Gather every line of the items below that contains the word "yellow", copying each such line in full; case counts.

* BEGIN Data to process *

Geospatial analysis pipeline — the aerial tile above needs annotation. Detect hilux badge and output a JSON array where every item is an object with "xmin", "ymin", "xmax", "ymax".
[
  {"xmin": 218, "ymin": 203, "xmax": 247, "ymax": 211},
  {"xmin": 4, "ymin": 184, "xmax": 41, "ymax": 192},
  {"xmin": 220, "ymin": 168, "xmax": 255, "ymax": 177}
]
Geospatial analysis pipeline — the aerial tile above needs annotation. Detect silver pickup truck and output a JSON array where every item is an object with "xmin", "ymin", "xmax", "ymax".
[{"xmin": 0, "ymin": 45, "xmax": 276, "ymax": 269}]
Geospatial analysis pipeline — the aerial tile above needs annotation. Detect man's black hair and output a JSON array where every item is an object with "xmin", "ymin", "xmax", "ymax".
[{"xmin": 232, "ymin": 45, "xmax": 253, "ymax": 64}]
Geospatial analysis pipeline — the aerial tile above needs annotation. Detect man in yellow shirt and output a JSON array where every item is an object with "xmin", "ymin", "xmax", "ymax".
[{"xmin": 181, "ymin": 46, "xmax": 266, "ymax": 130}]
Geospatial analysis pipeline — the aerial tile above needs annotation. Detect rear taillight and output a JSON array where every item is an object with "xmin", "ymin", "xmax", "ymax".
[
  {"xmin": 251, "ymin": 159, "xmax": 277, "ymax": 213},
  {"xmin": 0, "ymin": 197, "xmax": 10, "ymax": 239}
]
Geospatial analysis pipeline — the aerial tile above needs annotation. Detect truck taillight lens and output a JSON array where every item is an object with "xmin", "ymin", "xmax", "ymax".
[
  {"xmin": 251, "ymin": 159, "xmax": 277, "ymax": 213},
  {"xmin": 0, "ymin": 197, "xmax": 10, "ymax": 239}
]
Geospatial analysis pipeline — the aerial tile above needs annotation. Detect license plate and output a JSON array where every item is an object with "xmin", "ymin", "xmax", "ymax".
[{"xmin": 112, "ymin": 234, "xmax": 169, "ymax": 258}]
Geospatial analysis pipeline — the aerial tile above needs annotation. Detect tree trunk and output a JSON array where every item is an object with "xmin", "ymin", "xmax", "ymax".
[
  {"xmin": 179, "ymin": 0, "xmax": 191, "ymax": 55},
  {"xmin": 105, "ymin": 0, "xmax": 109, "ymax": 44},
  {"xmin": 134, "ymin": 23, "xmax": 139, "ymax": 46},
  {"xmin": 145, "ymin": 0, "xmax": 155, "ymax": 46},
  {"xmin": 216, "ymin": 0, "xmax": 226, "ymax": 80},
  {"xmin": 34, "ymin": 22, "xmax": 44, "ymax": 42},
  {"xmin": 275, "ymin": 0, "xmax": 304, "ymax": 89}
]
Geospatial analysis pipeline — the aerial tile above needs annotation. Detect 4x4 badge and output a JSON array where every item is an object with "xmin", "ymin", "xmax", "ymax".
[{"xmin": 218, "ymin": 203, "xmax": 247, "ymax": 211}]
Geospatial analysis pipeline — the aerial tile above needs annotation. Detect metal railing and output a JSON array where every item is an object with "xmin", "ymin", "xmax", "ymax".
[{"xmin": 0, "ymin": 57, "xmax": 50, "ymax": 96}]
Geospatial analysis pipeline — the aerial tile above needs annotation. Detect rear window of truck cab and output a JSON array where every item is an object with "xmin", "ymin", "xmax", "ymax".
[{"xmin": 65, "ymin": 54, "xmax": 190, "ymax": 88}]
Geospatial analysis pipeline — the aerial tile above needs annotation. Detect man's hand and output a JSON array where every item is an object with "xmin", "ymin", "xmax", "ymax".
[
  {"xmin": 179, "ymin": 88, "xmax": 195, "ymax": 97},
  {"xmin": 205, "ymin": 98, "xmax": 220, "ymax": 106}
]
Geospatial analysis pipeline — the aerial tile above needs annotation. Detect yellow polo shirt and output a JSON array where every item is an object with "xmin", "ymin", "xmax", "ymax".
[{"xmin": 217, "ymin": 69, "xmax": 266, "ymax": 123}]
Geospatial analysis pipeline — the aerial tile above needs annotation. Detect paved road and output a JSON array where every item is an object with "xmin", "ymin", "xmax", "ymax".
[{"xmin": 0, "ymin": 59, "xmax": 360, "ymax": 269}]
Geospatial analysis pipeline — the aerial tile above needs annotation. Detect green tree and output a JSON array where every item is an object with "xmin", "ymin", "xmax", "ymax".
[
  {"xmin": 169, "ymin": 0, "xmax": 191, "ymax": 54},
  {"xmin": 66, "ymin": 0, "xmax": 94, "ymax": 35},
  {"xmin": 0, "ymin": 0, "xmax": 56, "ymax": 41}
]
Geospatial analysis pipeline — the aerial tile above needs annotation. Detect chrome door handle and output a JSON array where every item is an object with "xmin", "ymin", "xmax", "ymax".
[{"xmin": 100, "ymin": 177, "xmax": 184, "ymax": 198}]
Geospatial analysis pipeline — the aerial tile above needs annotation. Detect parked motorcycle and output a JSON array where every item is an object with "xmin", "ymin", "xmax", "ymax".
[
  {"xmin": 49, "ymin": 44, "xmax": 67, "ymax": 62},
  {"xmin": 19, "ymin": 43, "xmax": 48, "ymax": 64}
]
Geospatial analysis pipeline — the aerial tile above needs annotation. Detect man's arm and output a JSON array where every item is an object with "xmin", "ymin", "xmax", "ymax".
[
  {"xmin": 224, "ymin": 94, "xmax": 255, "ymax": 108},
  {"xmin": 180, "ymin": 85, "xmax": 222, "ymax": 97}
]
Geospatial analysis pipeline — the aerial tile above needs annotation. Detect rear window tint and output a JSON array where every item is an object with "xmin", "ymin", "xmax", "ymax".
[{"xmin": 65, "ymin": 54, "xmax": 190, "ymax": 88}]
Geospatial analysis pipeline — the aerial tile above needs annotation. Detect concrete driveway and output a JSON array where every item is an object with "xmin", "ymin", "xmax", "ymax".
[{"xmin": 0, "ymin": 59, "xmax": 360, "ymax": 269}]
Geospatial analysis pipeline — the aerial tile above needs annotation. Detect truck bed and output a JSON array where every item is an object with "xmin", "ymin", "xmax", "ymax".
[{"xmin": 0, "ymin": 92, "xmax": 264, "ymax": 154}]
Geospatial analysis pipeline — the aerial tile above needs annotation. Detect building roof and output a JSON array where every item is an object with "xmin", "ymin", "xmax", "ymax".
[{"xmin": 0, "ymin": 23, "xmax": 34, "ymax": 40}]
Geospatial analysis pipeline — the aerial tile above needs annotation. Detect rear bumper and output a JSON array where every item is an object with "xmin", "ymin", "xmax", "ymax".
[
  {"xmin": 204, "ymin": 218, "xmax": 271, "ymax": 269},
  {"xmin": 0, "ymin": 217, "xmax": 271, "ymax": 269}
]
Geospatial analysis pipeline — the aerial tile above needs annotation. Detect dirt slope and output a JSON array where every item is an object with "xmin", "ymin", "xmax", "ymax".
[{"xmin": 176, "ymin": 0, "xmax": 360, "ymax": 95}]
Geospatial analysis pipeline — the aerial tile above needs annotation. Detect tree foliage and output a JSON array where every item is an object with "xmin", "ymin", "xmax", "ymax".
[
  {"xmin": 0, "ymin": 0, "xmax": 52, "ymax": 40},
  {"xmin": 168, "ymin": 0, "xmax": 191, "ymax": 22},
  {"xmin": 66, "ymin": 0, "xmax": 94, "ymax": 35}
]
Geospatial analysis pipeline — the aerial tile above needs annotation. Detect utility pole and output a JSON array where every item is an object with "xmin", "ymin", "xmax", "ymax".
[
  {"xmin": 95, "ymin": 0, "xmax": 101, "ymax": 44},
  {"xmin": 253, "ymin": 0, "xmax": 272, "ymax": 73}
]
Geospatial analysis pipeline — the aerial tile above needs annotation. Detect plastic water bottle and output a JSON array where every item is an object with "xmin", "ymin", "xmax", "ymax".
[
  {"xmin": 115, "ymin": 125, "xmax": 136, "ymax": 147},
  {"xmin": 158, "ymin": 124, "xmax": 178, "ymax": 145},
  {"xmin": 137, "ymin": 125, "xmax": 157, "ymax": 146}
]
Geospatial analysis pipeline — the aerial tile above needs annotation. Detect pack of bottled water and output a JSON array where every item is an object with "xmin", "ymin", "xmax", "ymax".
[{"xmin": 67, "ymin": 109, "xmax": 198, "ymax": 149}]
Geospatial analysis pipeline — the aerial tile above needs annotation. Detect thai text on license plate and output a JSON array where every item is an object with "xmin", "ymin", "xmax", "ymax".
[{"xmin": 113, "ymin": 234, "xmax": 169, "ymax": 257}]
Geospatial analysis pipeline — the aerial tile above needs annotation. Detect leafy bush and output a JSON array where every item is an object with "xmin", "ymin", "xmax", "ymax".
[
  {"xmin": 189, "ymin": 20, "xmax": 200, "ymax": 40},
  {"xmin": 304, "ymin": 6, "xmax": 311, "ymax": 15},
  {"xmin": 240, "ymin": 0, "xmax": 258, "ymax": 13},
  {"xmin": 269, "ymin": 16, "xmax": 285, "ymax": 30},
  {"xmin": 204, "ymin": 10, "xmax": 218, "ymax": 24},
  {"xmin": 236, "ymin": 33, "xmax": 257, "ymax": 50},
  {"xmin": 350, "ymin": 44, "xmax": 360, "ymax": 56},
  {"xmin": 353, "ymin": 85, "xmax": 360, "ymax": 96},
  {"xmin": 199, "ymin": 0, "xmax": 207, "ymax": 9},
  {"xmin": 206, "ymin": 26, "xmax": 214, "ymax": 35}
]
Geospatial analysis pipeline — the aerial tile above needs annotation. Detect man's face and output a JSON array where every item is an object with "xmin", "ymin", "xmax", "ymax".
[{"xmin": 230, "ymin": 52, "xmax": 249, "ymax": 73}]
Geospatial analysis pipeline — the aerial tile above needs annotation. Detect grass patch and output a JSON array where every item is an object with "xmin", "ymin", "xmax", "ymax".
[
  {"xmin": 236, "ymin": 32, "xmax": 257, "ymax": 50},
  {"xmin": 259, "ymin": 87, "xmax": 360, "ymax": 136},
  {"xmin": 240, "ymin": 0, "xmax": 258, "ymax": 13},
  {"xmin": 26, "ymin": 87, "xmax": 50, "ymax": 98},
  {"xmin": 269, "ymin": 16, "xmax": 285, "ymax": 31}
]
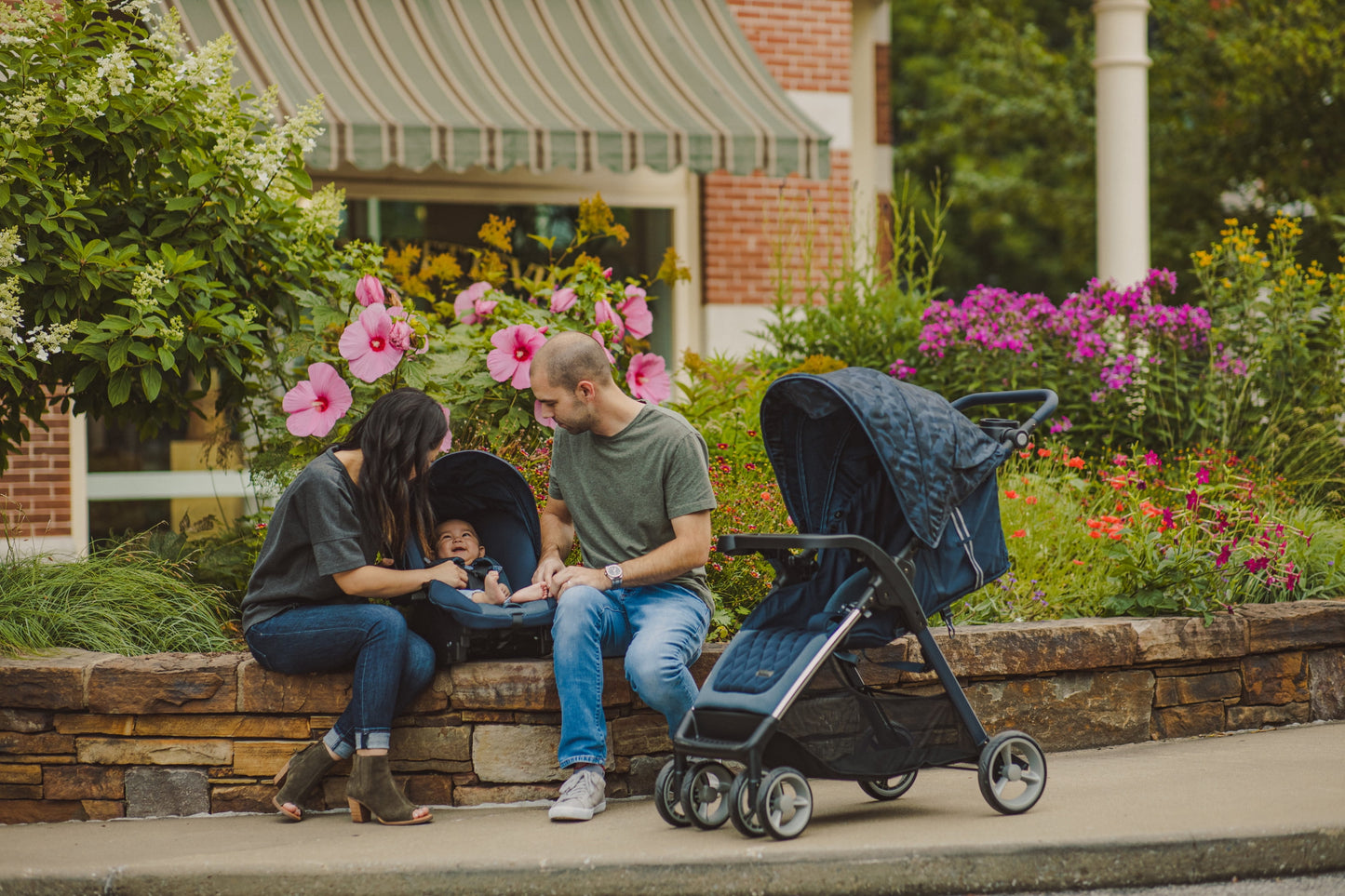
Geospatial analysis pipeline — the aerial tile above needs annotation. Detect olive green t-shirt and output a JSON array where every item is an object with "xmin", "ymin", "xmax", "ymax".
[{"xmin": 547, "ymin": 405, "xmax": 716, "ymax": 609}]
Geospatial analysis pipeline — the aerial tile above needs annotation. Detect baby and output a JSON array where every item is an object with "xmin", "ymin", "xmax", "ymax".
[{"xmin": 435, "ymin": 519, "xmax": 547, "ymax": 604}]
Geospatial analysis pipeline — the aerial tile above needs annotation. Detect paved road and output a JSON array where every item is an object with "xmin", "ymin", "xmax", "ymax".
[{"xmin": 0, "ymin": 722, "xmax": 1345, "ymax": 896}]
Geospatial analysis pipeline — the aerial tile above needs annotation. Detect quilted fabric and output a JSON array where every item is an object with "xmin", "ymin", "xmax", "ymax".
[
  {"xmin": 714, "ymin": 628, "xmax": 818, "ymax": 694},
  {"xmin": 761, "ymin": 368, "xmax": 1010, "ymax": 548}
]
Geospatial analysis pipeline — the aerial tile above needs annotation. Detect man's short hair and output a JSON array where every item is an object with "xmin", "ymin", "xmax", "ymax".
[{"xmin": 532, "ymin": 324, "xmax": 614, "ymax": 392}]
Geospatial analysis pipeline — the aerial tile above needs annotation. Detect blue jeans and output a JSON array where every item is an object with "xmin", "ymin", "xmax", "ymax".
[
  {"xmin": 551, "ymin": 582, "xmax": 710, "ymax": 769},
  {"xmin": 245, "ymin": 604, "xmax": 435, "ymax": 756}
]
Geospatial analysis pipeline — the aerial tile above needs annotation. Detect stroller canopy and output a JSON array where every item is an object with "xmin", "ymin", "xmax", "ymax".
[
  {"xmin": 761, "ymin": 368, "xmax": 1012, "ymax": 548},
  {"xmin": 429, "ymin": 450, "xmax": 542, "ymax": 589}
]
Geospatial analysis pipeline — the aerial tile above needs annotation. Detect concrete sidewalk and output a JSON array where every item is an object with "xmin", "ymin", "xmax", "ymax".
[{"xmin": 0, "ymin": 722, "xmax": 1345, "ymax": 896}]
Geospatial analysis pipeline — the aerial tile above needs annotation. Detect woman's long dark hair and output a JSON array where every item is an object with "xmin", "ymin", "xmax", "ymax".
[{"xmin": 336, "ymin": 389, "xmax": 448, "ymax": 558}]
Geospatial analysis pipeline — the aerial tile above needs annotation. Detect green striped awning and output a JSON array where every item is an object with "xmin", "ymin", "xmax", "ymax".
[{"xmin": 163, "ymin": 0, "xmax": 828, "ymax": 178}]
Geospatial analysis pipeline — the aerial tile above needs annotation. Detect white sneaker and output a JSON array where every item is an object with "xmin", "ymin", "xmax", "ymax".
[{"xmin": 546, "ymin": 769, "xmax": 607, "ymax": 821}]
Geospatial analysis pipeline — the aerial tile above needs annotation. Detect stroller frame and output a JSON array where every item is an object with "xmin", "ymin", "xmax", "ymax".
[{"xmin": 655, "ymin": 389, "xmax": 1057, "ymax": 839}]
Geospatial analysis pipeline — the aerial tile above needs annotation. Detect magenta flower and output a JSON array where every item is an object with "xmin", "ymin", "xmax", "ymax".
[
  {"xmin": 355, "ymin": 274, "xmax": 387, "ymax": 308},
  {"xmin": 281, "ymin": 362, "xmax": 351, "ymax": 437},
  {"xmin": 532, "ymin": 401, "xmax": 556, "ymax": 429},
  {"xmin": 625, "ymin": 351, "xmax": 673, "ymax": 405},
  {"xmin": 593, "ymin": 299, "xmax": 625, "ymax": 341},
  {"xmin": 453, "ymin": 280, "xmax": 499, "ymax": 324},
  {"xmin": 438, "ymin": 405, "xmax": 453, "ymax": 453},
  {"xmin": 339, "ymin": 305, "xmax": 404, "ymax": 382},
  {"xmin": 486, "ymin": 324, "xmax": 546, "ymax": 389},
  {"xmin": 616, "ymin": 283, "xmax": 653, "ymax": 339},
  {"xmin": 551, "ymin": 287, "xmax": 578, "ymax": 314}
]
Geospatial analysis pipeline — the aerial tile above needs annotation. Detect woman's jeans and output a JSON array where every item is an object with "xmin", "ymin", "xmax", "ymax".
[
  {"xmin": 245, "ymin": 604, "xmax": 435, "ymax": 757},
  {"xmin": 551, "ymin": 582, "xmax": 710, "ymax": 769}
]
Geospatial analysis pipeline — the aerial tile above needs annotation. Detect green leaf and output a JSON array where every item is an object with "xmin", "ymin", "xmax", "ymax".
[{"xmin": 140, "ymin": 365, "xmax": 164, "ymax": 401}]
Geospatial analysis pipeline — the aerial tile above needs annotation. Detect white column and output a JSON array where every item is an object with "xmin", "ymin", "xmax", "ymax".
[{"xmin": 1092, "ymin": 0, "xmax": 1152, "ymax": 287}]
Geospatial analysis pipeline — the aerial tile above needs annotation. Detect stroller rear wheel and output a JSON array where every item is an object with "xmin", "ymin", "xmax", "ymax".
[
  {"xmin": 758, "ymin": 766, "xmax": 813, "ymax": 839},
  {"xmin": 653, "ymin": 759, "xmax": 692, "ymax": 827},
  {"xmin": 976, "ymin": 730, "xmax": 1046, "ymax": 815},
  {"xmin": 729, "ymin": 772, "xmax": 765, "ymax": 836},
  {"xmin": 682, "ymin": 760, "xmax": 733, "ymax": 830},
  {"xmin": 859, "ymin": 771, "xmax": 916, "ymax": 800}
]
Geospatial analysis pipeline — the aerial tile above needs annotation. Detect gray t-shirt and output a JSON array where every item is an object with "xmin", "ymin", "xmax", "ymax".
[
  {"xmin": 547, "ymin": 405, "xmax": 716, "ymax": 609},
  {"xmin": 242, "ymin": 448, "xmax": 381, "ymax": 631}
]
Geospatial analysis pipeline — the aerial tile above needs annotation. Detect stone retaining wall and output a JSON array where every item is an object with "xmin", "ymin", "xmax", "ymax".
[{"xmin": 0, "ymin": 600, "xmax": 1345, "ymax": 823}]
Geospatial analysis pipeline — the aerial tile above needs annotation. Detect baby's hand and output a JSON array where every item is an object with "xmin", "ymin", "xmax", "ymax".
[
  {"xmin": 484, "ymin": 569, "xmax": 508, "ymax": 604},
  {"xmin": 510, "ymin": 582, "xmax": 550, "ymax": 604}
]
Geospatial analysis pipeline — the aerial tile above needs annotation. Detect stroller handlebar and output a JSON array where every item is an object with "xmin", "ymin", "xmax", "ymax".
[{"xmin": 952, "ymin": 389, "xmax": 1060, "ymax": 448}]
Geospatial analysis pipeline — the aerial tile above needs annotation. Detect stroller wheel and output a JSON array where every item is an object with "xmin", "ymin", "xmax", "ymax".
[
  {"xmin": 758, "ymin": 766, "xmax": 813, "ymax": 839},
  {"xmin": 682, "ymin": 761, "xmax": 733, "ymax": 830},
  {"xmin": 859, "ymin": 772, "xmax": 916, "ymax": 800},
  {"xmin": 653, "ymin": 759, "xmax": 692, "ymax": 827},
  {"xmin": 976, "ymin": 730, "xmax": 1046, "ymax": 815},
  {"xmin": 729, "ymin": 772, "xmax": 765, "ymax": 836}
]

* END Data to process *

**Finished task:**
Geospatial analysis pipeline — the aerial tile above needs annotation. Detect man in yellow shirt and output a JSON array where every item is an object with "xmin", "ymin", "xmax", "ymax".
Geospatial analysis pipeline — the aerial tile above needs annotation. Detect yellow polo shirt and output a JSON array where every item is an object with "xmin", "ymin", "xmax", "ymax".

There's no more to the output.